> ASSIGNED TASK
In the data that follows, count every line holding the string "bride" and give the count alone.

----------

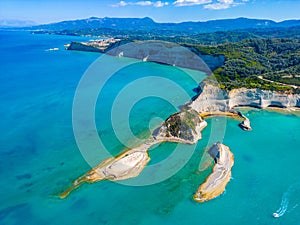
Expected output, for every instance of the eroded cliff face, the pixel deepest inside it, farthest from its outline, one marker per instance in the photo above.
(213, 99)
(184, 126)
(262, 98)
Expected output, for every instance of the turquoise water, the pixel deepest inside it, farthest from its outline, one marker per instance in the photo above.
(39, 156)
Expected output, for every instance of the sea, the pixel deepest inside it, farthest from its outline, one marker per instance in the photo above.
(42, 151)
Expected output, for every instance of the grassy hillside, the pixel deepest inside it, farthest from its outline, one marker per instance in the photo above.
(249, 60)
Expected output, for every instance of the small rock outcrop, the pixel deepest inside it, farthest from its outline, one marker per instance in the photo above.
(184, 126)
(213, 99)
(215, 184)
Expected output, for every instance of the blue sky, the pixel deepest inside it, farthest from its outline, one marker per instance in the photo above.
(46, 11)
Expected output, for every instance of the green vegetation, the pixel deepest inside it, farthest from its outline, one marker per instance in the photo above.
(246, 61)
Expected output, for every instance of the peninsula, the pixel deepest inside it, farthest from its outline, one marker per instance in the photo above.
(254, 72)
(216, 182)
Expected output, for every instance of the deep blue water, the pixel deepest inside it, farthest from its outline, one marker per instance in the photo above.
(39, 156)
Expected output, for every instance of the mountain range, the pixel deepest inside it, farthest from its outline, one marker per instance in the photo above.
(147, 24)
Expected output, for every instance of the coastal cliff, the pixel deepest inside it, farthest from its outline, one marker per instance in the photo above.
(216, 182)
(213, 99)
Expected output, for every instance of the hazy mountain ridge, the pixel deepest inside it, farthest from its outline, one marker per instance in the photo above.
(145, 24)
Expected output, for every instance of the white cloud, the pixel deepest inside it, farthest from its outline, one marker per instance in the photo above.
(160, 4)
(156, 4)
(224, 4)
(142, 3)
(121, 3)
(191, 2)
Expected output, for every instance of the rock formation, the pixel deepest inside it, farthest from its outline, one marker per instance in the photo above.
(215, 184)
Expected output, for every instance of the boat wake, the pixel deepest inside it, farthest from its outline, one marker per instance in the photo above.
(285, 201)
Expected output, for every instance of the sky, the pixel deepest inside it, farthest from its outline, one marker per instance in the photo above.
(48, 11)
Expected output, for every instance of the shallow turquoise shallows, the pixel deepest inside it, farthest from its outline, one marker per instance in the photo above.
(39, 156)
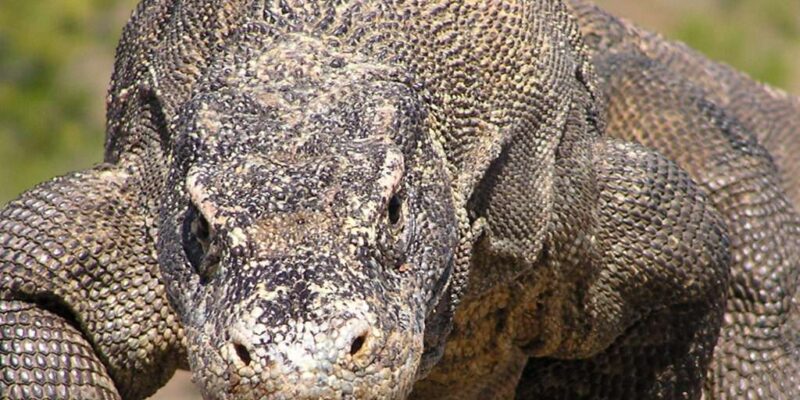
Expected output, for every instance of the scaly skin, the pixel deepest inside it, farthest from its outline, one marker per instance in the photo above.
(398, 199)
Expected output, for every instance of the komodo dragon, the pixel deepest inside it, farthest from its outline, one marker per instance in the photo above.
(412, 199)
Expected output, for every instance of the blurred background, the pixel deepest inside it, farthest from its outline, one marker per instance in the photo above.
(56, 58)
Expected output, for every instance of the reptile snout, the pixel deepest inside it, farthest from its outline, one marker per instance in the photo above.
(309, 360)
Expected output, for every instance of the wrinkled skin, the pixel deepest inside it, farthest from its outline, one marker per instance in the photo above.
(384, 199)
(313, 249)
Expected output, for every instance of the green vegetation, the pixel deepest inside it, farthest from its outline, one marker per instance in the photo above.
(55, 60)
(56, 56)
(760, 37)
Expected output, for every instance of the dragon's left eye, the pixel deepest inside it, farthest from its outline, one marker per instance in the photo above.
(198, 244)
(394, 210)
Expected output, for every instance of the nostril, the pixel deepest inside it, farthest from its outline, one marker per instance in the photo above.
(243, 353)
(358, 344)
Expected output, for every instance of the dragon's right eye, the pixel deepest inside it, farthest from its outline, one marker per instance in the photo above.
(198, 244)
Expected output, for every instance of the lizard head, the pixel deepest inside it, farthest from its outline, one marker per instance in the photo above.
(307, 229)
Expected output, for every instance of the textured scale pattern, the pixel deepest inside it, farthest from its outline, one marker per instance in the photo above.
(397, 199)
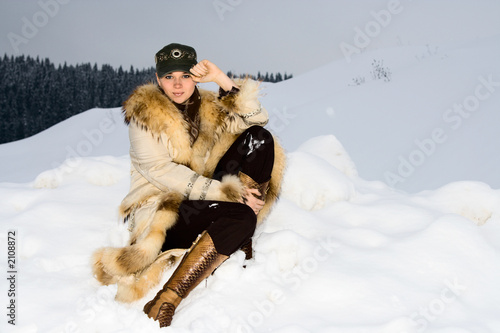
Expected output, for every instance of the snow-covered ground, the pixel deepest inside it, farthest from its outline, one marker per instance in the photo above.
(341, 252)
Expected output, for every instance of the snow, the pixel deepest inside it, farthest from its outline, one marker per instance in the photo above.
(344, 250)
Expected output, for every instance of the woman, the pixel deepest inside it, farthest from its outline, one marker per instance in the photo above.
(204, 174)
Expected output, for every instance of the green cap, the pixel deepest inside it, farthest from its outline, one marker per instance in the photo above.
(175, 57)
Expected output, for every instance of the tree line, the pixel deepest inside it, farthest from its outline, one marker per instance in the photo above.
(35, 94)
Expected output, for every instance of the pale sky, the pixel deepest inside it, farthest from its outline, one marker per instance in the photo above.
(244, 36)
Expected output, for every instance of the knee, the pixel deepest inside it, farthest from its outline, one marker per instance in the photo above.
(248, 220)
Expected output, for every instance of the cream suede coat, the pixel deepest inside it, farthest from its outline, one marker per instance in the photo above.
(167, 169)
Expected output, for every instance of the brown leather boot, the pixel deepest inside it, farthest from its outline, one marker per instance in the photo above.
(196, 265)
(248, 182)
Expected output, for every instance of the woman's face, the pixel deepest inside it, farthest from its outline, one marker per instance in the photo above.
(178, 86)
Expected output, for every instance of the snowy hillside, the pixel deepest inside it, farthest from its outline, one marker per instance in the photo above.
(436, 120)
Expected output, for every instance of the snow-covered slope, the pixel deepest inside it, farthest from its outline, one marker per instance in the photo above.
(436, 121)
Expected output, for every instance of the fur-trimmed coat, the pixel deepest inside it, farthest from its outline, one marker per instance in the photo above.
(167, 169)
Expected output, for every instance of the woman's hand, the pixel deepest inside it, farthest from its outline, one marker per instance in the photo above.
(206, 71)
(250, 200)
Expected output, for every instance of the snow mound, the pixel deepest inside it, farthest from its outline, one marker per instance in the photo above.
(319, 174)
(337, 254)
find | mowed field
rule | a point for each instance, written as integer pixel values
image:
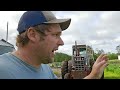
(111, 72)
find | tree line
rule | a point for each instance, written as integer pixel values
(59, 57)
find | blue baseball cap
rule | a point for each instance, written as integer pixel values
(33, 18)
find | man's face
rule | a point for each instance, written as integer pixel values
(50, 44)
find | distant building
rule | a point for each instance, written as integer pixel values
(5, 47)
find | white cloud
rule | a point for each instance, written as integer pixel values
(100, 29)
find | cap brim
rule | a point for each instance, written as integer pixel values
(64, 23)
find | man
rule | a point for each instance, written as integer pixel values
(39, 36)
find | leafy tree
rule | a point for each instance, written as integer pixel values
(118, 49)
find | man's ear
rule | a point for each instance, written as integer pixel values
(32, 34)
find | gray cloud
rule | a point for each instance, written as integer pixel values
(100, 29)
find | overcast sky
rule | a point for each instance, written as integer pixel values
(99, 29)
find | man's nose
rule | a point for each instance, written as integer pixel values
(60, 42)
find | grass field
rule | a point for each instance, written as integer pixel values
(111, 72)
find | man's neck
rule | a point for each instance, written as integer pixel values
(27, 56)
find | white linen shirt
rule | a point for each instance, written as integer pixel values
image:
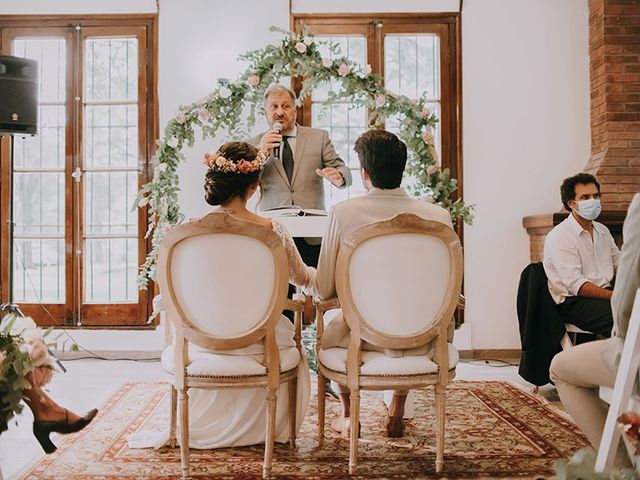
(572, 257)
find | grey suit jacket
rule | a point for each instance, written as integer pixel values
(626, 286)
(313, 150)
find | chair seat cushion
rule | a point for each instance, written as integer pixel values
(204, 363)
(379, 364)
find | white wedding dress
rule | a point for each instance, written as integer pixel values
(237, 417)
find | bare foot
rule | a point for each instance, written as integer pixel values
(342, 425)
(395, 427)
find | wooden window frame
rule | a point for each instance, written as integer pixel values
(446, 24)
(38, 25)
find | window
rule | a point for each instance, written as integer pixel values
(77, 242)
(415, 55)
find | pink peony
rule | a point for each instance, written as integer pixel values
(203, 114)
(428, 136)
(253, 80)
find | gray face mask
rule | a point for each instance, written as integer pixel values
(589, 209)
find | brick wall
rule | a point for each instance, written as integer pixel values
(614, 49)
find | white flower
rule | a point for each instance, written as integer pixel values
(253, 80)
(20, 325)
(203, 114)
(344, 69)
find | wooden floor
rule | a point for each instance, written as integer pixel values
(88, 381)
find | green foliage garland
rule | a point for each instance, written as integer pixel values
(292, 56)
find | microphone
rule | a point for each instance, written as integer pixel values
(277, 127)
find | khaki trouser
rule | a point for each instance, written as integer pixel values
(577, 374)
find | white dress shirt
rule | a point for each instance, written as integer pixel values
(572, 258)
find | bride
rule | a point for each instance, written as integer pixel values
(233, 418)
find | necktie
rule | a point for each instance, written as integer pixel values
(287, 158)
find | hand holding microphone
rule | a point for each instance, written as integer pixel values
(272, 139)
(277, 127)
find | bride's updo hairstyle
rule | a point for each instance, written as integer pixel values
(232, 169)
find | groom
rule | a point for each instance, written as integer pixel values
(382, 161)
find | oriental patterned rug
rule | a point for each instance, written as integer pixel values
(493, 430)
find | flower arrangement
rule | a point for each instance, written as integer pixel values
(24, 355)
(232, 107)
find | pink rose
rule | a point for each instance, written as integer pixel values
(203, 114)
(344, 70)
(253, 80)
(428, 136)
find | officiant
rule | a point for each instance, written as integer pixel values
(300, 158)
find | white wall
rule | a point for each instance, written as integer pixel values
(525, 113)
(526, 127)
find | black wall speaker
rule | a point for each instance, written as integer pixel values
(18, 95)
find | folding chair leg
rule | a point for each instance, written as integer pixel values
(440, 420)
(355, 431)
(321, 408)
(271, 425)
(293, 389)
(183, 399)
(173, 412)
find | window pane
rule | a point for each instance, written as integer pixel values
(108, 199)
(110, 270)
(38, 273)
(111, 136)
(39, 196)
(412, 65)
(111, 69)
(39, 203)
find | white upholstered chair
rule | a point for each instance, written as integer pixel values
(621, 398)
(398, 283)
(224, 285)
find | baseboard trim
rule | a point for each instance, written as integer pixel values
(490, 353)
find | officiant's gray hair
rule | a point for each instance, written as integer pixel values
(277, 88)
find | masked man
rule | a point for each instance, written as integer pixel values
(581, 258)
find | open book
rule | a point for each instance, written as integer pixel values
(294, 211)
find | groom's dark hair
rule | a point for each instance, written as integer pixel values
(384, 156)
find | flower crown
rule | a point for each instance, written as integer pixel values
(217, 162)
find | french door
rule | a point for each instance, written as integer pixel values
(77, 241)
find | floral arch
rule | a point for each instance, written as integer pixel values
(293, 55)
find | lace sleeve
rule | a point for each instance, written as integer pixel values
(300, 274)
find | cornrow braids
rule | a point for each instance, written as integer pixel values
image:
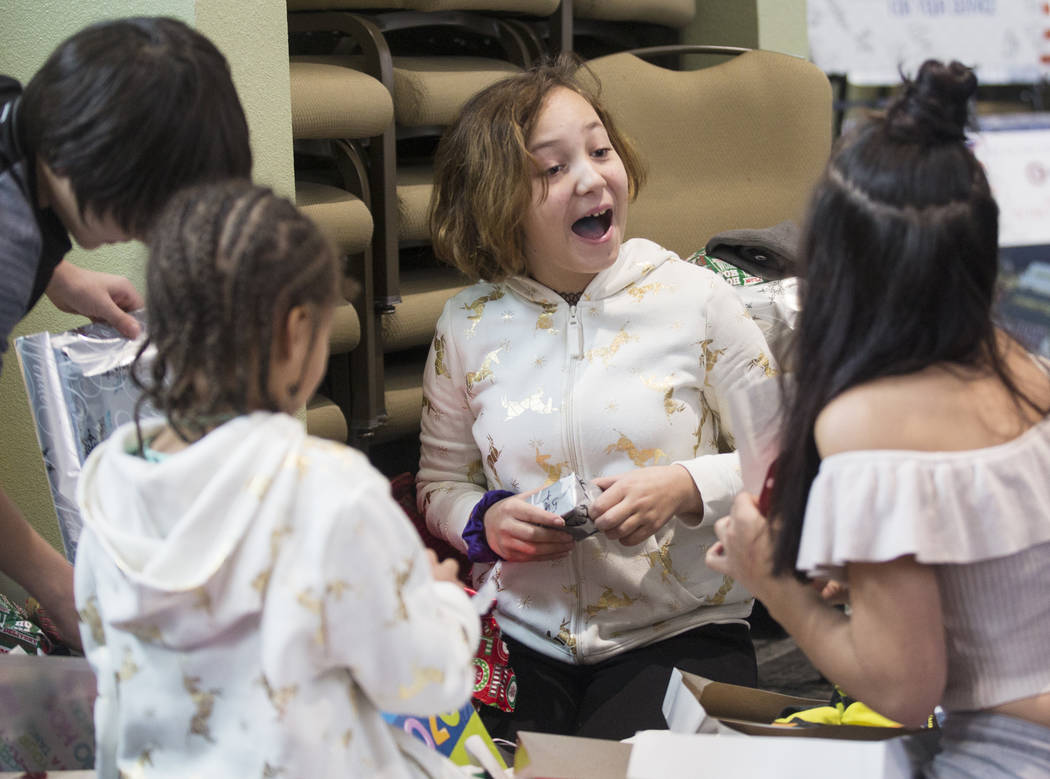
(228, 261)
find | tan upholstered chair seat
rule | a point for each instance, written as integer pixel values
(669, 13)
(324, 419)
(533, 7)
(423, 295)
(415, 184)
(330, 100)
(736, 145)
(345, 330)
(343, 217)
(427, 90)
(403, 396)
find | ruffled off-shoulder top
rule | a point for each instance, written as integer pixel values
(982, 518)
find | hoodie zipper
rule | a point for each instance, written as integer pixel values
(574, 351)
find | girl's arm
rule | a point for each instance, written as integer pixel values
(407, 639)
(889, 652)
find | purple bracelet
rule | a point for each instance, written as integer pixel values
(478, 549)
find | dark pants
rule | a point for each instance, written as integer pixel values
(620, 696)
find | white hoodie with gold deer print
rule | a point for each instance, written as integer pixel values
(522, 388)
(252, 603)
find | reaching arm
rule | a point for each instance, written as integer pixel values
(407, 638)
(888, 653)
(39, 568)
(99, 296)
(734, 355)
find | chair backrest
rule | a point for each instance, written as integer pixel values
(735, 145)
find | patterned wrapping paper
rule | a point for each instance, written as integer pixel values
(80, 390)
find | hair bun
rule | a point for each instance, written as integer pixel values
(933, 107)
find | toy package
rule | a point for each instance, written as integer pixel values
(571, 499)
(80, 390)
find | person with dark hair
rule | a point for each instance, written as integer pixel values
(252, 596)
(121, 116)
(579, 352)
(915, 462)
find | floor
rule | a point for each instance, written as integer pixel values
(782, 668)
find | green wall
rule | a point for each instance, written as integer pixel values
(254, 38)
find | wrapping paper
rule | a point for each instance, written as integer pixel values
(80, 390)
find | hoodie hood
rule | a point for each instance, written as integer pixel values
(169, 526)
(637, 258)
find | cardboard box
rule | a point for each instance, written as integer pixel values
(547, 756)
(663, 754)
(696, 704)
(449, 733)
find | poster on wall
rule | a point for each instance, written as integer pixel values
(872, 41)
(1014, 150)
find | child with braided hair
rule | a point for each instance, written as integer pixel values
(251, 596)
(916, 449)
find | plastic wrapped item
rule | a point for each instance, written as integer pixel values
(774, 304)
(46, 707)
(80, 390)
(571, 499)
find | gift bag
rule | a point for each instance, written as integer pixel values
(80, 390)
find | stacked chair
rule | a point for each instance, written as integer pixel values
(334, 110)
(737, 145)
(374, 84)
(429, 56)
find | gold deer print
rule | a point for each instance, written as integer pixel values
(204, 701)
(147, 633)
(565, 637)
(257, 486)
(719, 597)
(662, 559)
(485, 372)
(553, 471)
(533, 402)
(667, 386)
(279, 698)
(400, 580)
(710, 356)
(89, 615)
(476, 472)
(315, 605)
(478, 307)
(638, 293)
(491, 459)
(762, 361)
(546, 318)
(609, 599)
(128, 667)
(439, 357)
(276, 539)
(420, 678)
(638, 457)
(203, 599)
(607, 353)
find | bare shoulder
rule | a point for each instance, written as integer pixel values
(885, 414)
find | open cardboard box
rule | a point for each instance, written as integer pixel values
(696, 704)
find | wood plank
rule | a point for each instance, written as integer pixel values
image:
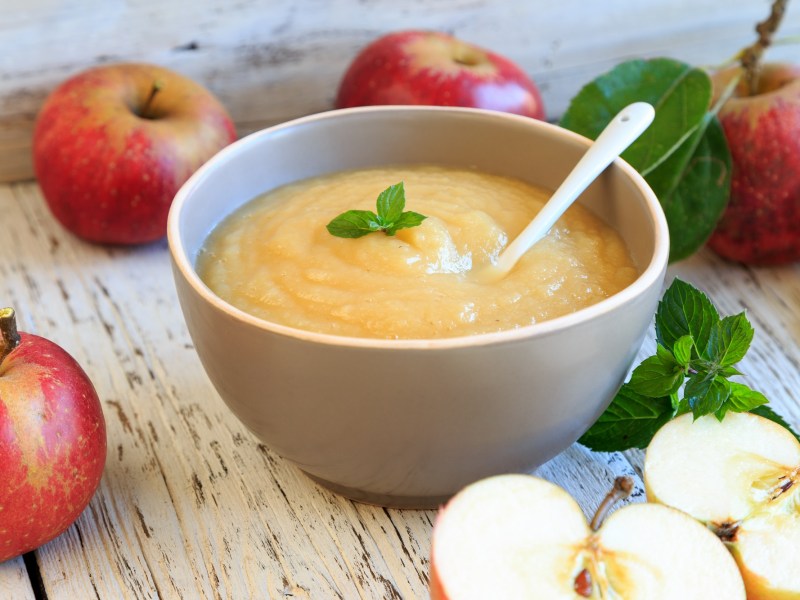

----------

> OUTPUT FOR THIS EXERCISE
2